◆ **TAREFAS ESCRITAS**
1. No texto sobre a educação feminina nos romances de B. Guimarães, quem cuidou da educação de Isaura?
2. Imprima o trecho do texto sobre a educação feminina nos romances de B. Guimarães que vai de "As mulheres são" a "de mulheres, B.".

◆ **BLOCO DE TEXTO**
<<<<

As mulheres são mães, irmãs, amantes, escravas, índias, anjos, criaturas
divinas, Evas, crianças, loucas, virgens, prostitutas, professoras,
trabalhadoras.... Ao construir, nos romances, as imagens de mulheres, B.
Guimarães não deixa de explicitar os aspectos relacionados à sua educação e, ao
fazê-lo, configura um certo modelo de educação feminina para a época. Tal
modelo, bastante complexo, contrasta muitas vezes com aquele comumente
vulgarizado pela literatura acadêmica como incluindo apenas, quando muito, o
ler, escrever e costurar. Nos livros de B. Guimarães as mulheres sabem mais ler
do que escrever, apesar de muitas das heroínas dominarem ambas as competências,
e todas sabem costurar; mas a educação das mulheres, como veremos, abrange
muito mais do que isto.
Iniciemos
pela escrava Isaura. Em certo momento do livro, Malvina, a esposa de Leôncio,
repreendendo a Isaura por seu canto triste, diz:
“Não gosto
que a cantes, não, Isaura. Hão de pensar, que é maltratada, que és uma escrava
infeliz, vítima de senhores bárbaros e cruéis. Entretanto, passas aqui uma
vida, que faria inveja a muita gente livre. Gozas da estima de teus senhores.
Deram-lhe uma educação, como não tiveram muitas ricas ilustres damas que
conheço”. (Isaura. p. 10)
O que seria,
no entanto, tal educação? Comentando que a mulher do comendador cuidou da
educação de Isaura, diz-se:
“À medida
que a menina foi crescendo e entrando em idade de aprender, foi-lhe ela mesma
ensinando a ler e escrever, a coser e a rezar. Mais tarde procurou-lhe também
mestres de música, de dança, de italiano, de francês, de desenho, comprou-lhe
livros, e empenhou-se enfim em dar à menina a mais esmerada e fina educação,
como faria com uma filha querida.” (Isaura. p. 17)
No caso de
Isaura, uma escrava, no entanto, como se poderia prever, a educação poderia ser
vista, por alguns, como um perigo. Pelo menos para Leôncio, era. Assim, depois
de Isaura dizer que não lhe faltarão meios e coragem de ficar livre do seu
senhor, o próprio Leôncio, como se sabe, este diz: “Eis o proveito que se tira
de dar educação a tais criaturas! Bem mostras, que és uma escrava, que vives de
tocar piano e ler romances. Ainda bem que me prevenistes; eu saberei gelar a
ebulição desse cérebro escaldado.”(ISAURA. p. 74)
Em outros
romances também se fala da educação da mulheres. Lúcia, de O garimpeiro, sabe
ler e escrever e utiliza tais competência para se comunicar, às escondidas, com
seu amado Elias, o qual sabe ler, escrever e contabilidade, lê Rousseau e sabe
a história das cavalhadas, dentre outros assuntos.

>>>>

◆ **MATERIAL FORNECIDO**
<<<<

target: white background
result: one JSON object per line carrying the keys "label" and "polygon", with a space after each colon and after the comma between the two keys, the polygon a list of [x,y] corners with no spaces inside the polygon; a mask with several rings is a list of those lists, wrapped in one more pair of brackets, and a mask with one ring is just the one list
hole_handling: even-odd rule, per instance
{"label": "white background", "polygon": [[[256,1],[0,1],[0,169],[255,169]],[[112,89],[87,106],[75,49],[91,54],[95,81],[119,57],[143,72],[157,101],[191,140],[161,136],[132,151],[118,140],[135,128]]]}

>>>>

◆ **RESPOSTAS POR TAREFA**
1. A mulher do comendador.

2.
As mulheres são mães, irmãs, amantes, escravas, índias, anjos, criaturas
divinas, Evas, crianças, loucas, virgens, prostitutas, professoras,
trabalhadoras.... Ao construir, nos romances, as imagens de mulheres, B.